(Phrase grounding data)
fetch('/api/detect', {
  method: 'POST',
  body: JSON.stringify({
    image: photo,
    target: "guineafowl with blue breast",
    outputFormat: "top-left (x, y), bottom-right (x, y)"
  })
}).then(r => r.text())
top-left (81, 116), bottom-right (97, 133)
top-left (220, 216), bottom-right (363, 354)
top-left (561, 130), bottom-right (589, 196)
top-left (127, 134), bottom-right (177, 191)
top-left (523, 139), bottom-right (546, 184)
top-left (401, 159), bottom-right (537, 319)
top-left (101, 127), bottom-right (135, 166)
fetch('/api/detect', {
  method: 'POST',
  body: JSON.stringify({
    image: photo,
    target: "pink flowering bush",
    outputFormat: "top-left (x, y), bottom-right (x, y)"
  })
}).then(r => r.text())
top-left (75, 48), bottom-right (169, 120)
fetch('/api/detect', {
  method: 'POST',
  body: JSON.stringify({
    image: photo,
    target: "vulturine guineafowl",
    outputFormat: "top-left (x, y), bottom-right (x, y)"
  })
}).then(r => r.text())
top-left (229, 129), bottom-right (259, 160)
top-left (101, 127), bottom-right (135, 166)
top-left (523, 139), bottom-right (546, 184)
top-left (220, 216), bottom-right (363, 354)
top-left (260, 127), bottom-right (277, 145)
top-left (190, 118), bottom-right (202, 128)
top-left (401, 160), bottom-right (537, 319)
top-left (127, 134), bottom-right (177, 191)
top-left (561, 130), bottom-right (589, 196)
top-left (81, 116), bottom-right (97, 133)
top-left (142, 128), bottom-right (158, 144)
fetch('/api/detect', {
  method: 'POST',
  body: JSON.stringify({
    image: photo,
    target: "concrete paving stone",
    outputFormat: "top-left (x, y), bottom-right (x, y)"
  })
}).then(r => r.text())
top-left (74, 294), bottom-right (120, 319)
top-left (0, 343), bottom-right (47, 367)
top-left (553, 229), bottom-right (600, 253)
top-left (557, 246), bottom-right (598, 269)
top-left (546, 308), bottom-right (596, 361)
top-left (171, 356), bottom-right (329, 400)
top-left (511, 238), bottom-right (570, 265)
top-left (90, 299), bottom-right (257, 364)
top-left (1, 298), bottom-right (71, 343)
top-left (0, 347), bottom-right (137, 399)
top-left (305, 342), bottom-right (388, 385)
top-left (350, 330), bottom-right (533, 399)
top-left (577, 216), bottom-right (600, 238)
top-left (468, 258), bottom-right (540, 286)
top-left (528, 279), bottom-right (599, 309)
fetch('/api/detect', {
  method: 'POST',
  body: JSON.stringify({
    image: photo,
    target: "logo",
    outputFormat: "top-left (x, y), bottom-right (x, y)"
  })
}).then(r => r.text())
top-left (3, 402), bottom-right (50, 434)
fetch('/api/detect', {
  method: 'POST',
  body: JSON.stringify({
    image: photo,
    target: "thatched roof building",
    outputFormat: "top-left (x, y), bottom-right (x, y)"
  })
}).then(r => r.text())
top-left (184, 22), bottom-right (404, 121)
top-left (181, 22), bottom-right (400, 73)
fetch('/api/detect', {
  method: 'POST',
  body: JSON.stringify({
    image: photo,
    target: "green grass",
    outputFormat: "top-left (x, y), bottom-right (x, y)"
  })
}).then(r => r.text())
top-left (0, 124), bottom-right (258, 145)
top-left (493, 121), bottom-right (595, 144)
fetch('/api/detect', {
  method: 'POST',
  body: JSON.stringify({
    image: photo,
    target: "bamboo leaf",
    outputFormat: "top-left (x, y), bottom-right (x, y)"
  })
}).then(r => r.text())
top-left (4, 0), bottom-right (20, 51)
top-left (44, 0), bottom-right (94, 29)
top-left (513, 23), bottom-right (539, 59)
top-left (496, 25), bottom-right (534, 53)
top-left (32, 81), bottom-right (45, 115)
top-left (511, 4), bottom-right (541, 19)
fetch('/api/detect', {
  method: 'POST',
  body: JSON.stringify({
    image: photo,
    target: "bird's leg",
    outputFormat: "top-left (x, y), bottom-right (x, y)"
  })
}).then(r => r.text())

▶ _TASK INSTRUCTIONS_:
Every line above in which the word "guineafowl" occurs needs to be copied.

▶ _ANSWER SPACE_:
    target: "guineafowl with blue breast",
    target: "vulturine guineafowl",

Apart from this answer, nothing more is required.